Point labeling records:
=-=-=

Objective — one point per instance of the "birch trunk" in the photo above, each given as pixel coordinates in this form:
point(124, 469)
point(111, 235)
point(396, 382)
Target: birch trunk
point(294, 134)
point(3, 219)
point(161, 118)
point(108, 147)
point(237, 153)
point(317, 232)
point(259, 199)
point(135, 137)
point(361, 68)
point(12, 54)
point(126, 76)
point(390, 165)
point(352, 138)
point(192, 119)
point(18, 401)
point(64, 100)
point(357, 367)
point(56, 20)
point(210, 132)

=-=-=

Print every line of the records above, reproducing each one without alteration.

§ Finished answer
Objective — one point per instance of the "birch trunk" in the photo above, each given as pixel coordinates in this form:
point(124, 469)
point(111, 235)
point(396, 382)
Target: birch trunk
point(294, 134)
point(3, 219)
point(161, 118)
point(108, 147)
point(237, 153)
point(317, 232)
point(259, 199)
point(135, 137)
point(361, 68)
point(12, 54)
point(126, 76)
point(390, 165)
point(352, 138)
point(192, 119)
point(18, 401)
point(64, 100)
point(357, 367)
point(56, 20)
point(210, 132)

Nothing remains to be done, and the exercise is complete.